**EXERCISE DETAILS**
Omitting all images, set down every line below exactly as it appears.

**DATA FOR THE TASK**
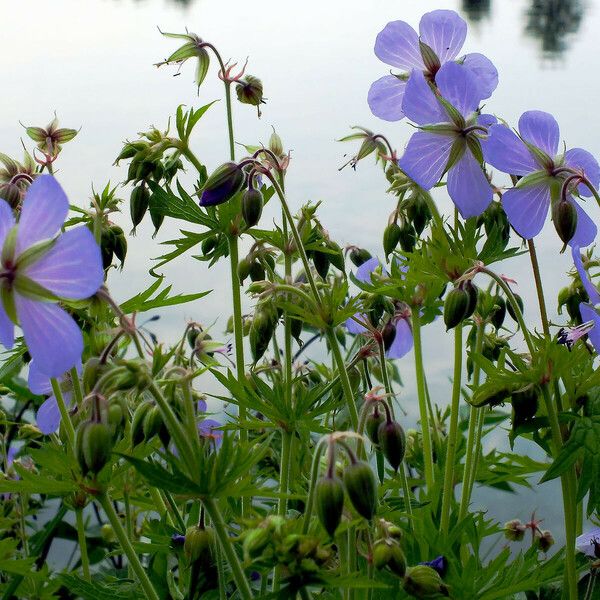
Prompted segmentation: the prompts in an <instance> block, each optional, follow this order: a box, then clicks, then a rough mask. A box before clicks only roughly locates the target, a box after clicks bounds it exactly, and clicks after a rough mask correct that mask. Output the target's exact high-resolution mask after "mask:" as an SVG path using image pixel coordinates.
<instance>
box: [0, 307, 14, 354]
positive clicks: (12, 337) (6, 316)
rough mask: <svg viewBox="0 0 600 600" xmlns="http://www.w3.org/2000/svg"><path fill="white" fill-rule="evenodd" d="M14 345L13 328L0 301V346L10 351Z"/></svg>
mask: <svg viewBox="0 0 600 600" xmlns="http://www.w3.org/2000/svg"><path fill="white" fill-rule="evenodd" d="M14 343H15V326H14V324H13V322H12V321H11V320H10V319H9V318H8V315H7V314H6V311H5V310H4V305H3V304H2V301H1V300H0V344H2V345H3V346H4V347H5V348H6V349H7V350H10V349H11V348H12V347H13V344H14Z"/></svg>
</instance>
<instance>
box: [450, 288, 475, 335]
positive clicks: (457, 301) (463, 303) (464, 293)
mask: <svg viewBox="0 0 600 600" xmlns="http://www.w3.org/2000/svg"><path fill="white" fill-rule="evenodd" d="M469 303H470V298H469V294H468V293H467V292H466V291H465V290H463V289H461V288H460V287H456V288H454V289H453V290H451V291H450V292H449V294H448V295H447V296H446V300H445V301H444V323H445V324H446V331H448V330H449V329H453V328H454V327H456V326H457V325H458V324H459V323H461V322H462V320H463V319H464V317H465V314H466V312H467V309H468V308H469Z"/></svg>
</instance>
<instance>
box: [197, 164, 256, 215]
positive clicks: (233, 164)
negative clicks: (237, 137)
mask: <svg viewBox="0 0 600 600" xmlns="http://www.w3.org/2000/svg"><path fill="white" fill-rule="evenodd" d="M245 180H246V174H245V173H244V171H243V170H242V169H240V167H239V166H238V165H237V164H236V163H234V162H227V163H225V164H223V165H221V166H220V167H218V168H217V169H216V170H215V171H214V172H213V173H212V174H211V175H210V177H209V178H208V179H207V180H206V183H205V184H204V187H203V189H202V195H201V196H200V206H217V205H218V204H223V203H224V202H227V201H228V200H230V199H231V198H233V196H235V195H236V194H237V193H238V192H239V191H240V190H241V189H242V187H243V185H244V181H245Z"/></svg>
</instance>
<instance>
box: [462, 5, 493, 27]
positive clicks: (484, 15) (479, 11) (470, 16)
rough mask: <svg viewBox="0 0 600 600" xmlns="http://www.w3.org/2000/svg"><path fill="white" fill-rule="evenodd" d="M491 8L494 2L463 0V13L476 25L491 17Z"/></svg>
mask: <svg viewBox="0 0 600 600" xmlns="http://www.w3.org/2000/svg"><path fill="white" fill-rule="evenodd" d="M491 8H492V0H462V12H463V13H464V14H465V15H467V17H468V18H469V20H471V21H473V22H474V23H477V22H479V21H481V20H482V19H483V18H484V17H489V15H490V10H491Z"/></svg>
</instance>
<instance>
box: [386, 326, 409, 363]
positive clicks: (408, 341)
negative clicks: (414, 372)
mask: <svg viewBox="0 0 600 600" xmlns="http://www.w3.org/2000/svg"><path fill="white" fill-rule="evenodd" d="M412 346H413V337H412V329H411V328H410V324H409V322H408V320H407V319H399V320H398V322H397V323H396V337H394V341H393V342H392V345H391V346H390V348H389V350H388V351H387V357H388V358H402V357H403V356H404V355H405V354H407V353H408V352H410V349H411V348H412Z"/></svg>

**ANSWER TO THIS EXERCISE**
Prompted segmentation: the prompts in an <instance> block, each optional, follow this order: a box, then clicks, then a rough mask. A box before clicks only roughly locates the target, a box after clicks bounds it exactly, and clicks after a rough mask correct that mask. Output the target's exact high-resolution mask after "mask:" as an SVG path using image pixel coordinates.
<instance>
box: [0, 307, 14, 354]
positive clicks: (12, 337) (6, 316)
rough mask: <svg viewBox="0 0 600 600" xmlns="http://www.w3.org/2000/svg"><path fill="white" fill-rule="evenodd" d="M14 345L13 328L0 301V346L10 351Z"/></svg>
mask: <svg viewBox="0 0 600 600" xmlns="http://www.w3.org/2000/svg"><path fill="white" fill-rule="evenodd" d="M14 343H15V326H14V324H13V322H12V321H11V320H10V319H9V318H8V315H7V314H6V311H5V310H4V305H3V304H2V301H1V300H0V344H2V345H3V346H4V347H5V348H6V349H7V350H10V349H11V348H12V347H13V344H14Z"/></svg>
</instance>
<instance>
box: [450, 288, 475, 335]
positive clicks: (457, 301) (463, 303) (464, 293)
mask: <svg viewBox="0 0 600 600" xmlns="http://www.w3.org/2000/svg"><path fill="white" fill-rule="evenodd" d="M469 303H470V298H469V294H468V293H467V292H466V291H465V290H463V289H461V288H460V287H456V288H454V289H453V290H451V291H450V292H449V294H448V295H447V296H446V300H445V301H444V323H445V324H446V331H448V330H449V329H453V328H454V327H456V326H457V325H458V324H459V323H461V322H462V320H463V319H464V317H465V314H466V312H467V309H468V308H469Z"/></svg>
</instance>
<instance>
box: [197, 164, 256, 215]
positive clicks: (233, 164)
negative clicks: (237, 137)
mask: <svg viewBox="0 0 600 600" xmlns="http://www.w3.org/2000/svg"><path fill="white" fill-rule="evenodd" d="M245 180H246V174H245V173H244V171H243V170H242V169H240V167H239V166H238V165H237V164H236V163H234V162H227V163H225V164H223V165H221V166H220V167H218V168H217V169H216V170H215V171H214V172H213V173H212V174H211V175H210V177H209V178H208V179H207V180H206V183H205V184H204V187H203V189H202V195H201V196H200V206H217V205H218V204H223V203H224V202H227V201H228V200H230V199H231V198H233V196H235V195H236V194H237V193H238V192H239V191H240V190H241V189H242V187H243V185H244V181H245Z"/></svg>
</instance>
<instance>
box: [462, 5, 493, 27]
positive clicks: (484, 15) (479, 11) (470, 16)
rough mask: <svg viewBox="0 0 600 600" xmlns="http://www.w3.org/2000/svg"><path fill="white" fill-rule="evenodd" d="M491 8L494 2L463 0V13L476 25L491 17Z"/></svg>
mask: <svg viewBox="0 0 600 600" xmlns="http://www.w3.org/2000/svg"><path fill="white" fill-rule="evenodd" d="M491 8H492V0H462V12H463V13H464V14H465V15H467V17H468V18H469V20H471V21H473V22H474V23H477V22H479V21H481V20H482V19H483V18H484V17H489V15H490V10H491Z"/></svg>
</instance>
<instance>
box: [386, 326, 409, 363]
positive clicks: (408, 341)
negative clicks: (414, 372)
mask: <svg viewBox="0 0 600 600" xmlns="http://www.w3.org/2000/svg"><path fill="white" fill-rule="evenodd" d="M412 346H413V337H412V329H411V328H410V324H409V322H408V320H407V319H399V320H398V322H397V323H396V337H394V341H393V342H392V345H391V346H390V348H389V350H388V351H387V357H388V358H402V357H403V356H404V355H405V354H407V353H408V352H410V349H411V348H412Z"/></svg>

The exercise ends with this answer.